# SHORT EXERCISE:
Convert the lines from the beginning of the listing through the line containing "x=209 y=311", inclusive, into a JSON list of strings. Use one string per line and omit any blank lines.
[begin PROVIDED DATA]
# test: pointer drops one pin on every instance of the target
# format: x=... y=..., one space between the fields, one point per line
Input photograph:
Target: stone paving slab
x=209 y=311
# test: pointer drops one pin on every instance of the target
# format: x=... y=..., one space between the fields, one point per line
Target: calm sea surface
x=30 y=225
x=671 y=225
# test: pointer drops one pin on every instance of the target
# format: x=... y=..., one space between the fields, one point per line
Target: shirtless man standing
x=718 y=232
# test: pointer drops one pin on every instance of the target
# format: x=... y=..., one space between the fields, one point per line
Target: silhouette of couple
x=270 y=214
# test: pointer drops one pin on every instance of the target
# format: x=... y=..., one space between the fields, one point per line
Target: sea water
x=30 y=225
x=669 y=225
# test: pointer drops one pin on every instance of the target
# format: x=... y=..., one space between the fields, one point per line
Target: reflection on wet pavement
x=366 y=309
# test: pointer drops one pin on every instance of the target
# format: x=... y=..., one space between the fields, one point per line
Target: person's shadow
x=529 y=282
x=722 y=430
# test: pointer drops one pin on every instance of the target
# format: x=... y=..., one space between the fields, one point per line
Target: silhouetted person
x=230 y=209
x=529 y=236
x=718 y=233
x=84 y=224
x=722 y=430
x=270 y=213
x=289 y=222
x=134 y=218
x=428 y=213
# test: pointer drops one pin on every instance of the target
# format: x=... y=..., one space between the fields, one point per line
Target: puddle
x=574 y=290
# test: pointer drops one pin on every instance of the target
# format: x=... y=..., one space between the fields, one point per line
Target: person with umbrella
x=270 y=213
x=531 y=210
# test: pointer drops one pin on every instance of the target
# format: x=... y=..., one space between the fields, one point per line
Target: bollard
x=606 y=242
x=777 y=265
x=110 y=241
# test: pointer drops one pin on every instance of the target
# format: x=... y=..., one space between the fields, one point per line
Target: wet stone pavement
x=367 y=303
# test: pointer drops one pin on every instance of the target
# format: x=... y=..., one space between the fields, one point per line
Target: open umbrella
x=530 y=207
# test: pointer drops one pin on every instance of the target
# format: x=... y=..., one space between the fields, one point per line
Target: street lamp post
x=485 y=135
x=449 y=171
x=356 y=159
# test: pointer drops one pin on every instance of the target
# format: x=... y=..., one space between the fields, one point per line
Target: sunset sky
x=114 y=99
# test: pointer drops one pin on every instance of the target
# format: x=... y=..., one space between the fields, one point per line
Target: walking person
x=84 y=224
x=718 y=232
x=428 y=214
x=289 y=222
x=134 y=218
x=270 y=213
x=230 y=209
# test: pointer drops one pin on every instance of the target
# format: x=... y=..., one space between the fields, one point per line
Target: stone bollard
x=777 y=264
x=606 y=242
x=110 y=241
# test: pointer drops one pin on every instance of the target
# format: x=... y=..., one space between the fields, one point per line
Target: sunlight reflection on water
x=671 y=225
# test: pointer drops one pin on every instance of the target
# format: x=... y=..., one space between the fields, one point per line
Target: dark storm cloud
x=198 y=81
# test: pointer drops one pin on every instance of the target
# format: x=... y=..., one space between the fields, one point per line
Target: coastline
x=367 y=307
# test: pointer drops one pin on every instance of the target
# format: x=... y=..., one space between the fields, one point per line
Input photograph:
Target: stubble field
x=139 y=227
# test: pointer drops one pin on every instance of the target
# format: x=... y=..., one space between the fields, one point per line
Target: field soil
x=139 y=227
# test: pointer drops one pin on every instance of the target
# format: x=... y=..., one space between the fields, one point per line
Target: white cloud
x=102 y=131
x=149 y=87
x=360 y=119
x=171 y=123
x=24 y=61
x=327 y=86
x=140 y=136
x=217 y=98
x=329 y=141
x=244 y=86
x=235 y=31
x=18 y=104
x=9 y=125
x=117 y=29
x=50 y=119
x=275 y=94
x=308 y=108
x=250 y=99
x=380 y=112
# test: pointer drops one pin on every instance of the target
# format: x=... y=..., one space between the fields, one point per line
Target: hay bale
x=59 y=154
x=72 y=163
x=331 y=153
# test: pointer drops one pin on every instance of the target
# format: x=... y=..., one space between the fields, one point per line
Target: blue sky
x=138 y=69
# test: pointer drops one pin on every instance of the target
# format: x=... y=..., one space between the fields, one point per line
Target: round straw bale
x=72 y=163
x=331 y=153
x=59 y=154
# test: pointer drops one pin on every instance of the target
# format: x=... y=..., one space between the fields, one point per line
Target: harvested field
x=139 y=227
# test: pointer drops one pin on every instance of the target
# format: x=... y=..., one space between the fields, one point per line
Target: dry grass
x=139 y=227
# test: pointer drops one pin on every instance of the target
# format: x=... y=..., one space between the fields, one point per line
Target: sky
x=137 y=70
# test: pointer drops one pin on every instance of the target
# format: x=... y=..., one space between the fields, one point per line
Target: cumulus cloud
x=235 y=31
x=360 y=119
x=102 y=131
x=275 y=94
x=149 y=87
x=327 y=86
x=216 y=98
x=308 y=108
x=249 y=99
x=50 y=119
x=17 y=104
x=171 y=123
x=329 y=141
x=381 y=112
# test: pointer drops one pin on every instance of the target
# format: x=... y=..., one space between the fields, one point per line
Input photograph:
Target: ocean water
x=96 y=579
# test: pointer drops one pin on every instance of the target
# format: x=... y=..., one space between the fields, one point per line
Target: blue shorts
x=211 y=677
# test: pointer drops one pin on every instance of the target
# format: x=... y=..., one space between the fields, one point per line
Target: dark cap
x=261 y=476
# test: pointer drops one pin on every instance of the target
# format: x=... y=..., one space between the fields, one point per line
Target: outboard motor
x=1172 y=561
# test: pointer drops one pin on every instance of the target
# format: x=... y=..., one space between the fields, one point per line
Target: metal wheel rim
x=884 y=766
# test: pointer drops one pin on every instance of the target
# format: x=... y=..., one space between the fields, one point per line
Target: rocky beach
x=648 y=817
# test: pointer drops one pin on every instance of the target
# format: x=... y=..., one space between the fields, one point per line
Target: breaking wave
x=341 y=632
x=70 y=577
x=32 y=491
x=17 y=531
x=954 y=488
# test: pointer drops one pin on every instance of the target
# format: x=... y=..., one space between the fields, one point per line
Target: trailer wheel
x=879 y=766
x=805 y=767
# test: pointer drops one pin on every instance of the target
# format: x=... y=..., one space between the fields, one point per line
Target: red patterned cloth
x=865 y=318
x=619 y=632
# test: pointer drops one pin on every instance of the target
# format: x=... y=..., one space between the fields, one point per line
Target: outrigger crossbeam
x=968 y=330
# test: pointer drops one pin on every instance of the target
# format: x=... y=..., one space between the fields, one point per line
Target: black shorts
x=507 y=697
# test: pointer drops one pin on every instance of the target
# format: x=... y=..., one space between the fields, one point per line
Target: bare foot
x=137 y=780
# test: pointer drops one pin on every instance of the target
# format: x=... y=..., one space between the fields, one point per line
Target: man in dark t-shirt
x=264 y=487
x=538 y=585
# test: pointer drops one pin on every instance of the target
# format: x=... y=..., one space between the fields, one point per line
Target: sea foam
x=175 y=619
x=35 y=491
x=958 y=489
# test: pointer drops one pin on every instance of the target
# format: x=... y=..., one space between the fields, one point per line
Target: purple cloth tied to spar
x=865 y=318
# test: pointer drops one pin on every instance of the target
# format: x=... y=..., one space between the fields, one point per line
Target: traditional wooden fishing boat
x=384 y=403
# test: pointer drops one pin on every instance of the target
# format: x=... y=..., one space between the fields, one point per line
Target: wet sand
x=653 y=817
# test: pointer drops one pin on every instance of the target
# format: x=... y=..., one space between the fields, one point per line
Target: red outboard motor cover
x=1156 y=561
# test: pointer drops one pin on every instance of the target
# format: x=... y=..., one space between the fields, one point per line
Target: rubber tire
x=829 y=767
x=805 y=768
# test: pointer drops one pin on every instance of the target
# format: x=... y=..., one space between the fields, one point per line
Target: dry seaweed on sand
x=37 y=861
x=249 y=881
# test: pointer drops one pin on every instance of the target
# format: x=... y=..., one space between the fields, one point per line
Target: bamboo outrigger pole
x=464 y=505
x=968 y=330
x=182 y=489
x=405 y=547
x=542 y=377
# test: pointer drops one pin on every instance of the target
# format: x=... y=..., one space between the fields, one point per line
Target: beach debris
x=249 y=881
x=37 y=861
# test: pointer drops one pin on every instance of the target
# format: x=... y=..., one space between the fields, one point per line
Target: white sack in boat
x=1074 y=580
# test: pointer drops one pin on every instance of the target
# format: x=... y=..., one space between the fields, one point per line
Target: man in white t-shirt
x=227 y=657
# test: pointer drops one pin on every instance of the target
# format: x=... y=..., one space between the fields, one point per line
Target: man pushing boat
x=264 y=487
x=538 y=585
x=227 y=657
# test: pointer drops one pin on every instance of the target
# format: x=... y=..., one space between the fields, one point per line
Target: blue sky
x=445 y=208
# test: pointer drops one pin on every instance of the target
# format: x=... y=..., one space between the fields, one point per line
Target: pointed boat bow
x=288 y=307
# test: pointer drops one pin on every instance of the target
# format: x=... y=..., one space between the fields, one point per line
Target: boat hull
[end PROVIDED DATA]
# OUTPUT FOR THIS TASK:
[
  "# test: pointer drops one pin on every instance of the target",
  "# format: x=... y=..., one space between the fields, one point per line",
  "Input photograph:",
  "Target: stone paving slab",
  "x=209 y=311"
]